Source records

* * * * * * *

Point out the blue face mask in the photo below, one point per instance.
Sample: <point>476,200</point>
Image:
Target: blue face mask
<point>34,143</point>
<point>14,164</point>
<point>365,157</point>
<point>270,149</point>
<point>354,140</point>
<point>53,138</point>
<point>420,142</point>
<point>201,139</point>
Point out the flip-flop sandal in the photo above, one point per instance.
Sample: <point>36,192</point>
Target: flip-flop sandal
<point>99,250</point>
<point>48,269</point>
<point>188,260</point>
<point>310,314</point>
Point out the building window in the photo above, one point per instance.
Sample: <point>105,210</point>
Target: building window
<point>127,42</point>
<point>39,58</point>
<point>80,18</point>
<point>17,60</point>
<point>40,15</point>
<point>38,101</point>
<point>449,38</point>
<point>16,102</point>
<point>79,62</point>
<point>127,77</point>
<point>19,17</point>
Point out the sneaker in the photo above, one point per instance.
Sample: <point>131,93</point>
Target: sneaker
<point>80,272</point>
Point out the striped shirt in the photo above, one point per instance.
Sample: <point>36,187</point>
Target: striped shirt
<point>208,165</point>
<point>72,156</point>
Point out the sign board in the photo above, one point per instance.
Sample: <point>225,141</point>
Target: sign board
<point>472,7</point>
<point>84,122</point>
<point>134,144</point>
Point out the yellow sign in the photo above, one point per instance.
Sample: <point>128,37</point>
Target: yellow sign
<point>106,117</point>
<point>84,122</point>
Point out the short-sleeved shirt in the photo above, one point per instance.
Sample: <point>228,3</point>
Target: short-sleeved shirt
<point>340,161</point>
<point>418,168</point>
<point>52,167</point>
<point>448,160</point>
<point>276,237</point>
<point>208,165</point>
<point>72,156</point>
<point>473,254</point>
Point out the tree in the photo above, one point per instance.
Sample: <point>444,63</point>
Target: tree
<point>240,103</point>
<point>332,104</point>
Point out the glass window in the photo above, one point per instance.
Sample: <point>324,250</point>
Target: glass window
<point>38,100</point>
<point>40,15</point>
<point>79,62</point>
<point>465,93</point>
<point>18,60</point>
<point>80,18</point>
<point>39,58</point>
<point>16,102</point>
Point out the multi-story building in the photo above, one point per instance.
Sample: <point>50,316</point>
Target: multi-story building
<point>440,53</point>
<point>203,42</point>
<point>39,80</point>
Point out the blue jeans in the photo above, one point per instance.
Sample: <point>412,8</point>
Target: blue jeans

* * * * * * *

WRITTEN TASK: Render the part of the items above that opens with the line containing "Point out the short-sleeved" and closes with the line containing "<point>332,104</point>", both included, as a JSON list of strings with one string per line and blank lines omitted. Include no other lines.

THE RESULT:
[
  "Point out the short-sleeved shirt in the photo above, one point per instance.",
  "Sample: <point>228,3</point>",
  "Target: short-sleeved shirt",
  "<point>340,161</point>",
  "<point>418,168</point>",
  "<point>52,167</point>",
  "<point>448,160</point>",
  "<point>276,237</point>",
  "<point>208,165</point>",
  "<point>72,156</point>",
  "<point>473,254</point>",
  "Point out the tree in the photo above, one point per instance.",
  "Sample: <point>444,63</point>",
  "Target: tree",
  "<point>240,103</point>",
  "<point>332,104</point>"
]